start

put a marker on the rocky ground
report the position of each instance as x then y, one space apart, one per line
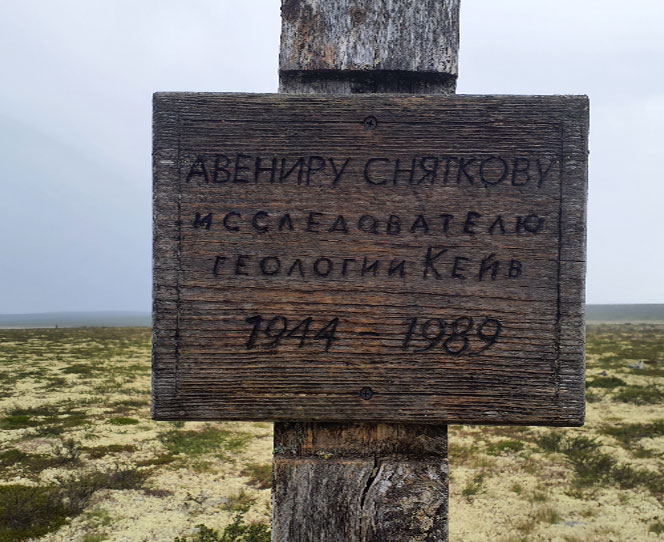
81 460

end
start

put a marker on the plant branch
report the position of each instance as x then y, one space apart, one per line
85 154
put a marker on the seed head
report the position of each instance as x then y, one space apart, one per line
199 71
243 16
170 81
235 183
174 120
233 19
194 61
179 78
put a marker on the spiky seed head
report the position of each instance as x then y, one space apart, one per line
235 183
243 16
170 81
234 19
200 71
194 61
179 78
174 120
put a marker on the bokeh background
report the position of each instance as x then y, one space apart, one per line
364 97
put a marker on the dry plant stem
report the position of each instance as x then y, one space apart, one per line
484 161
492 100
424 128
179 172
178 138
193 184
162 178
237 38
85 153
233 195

end

**Written problem**
Pull out each line in the rows above that contains the string "marker".

**Exercise answer**
put a marker on the rocky ground
put a marker on the plant branch
put a marker on the seed head
put a marker on the spiky seed head
put a marker on the bokeh background
put a marker on the dry plant stem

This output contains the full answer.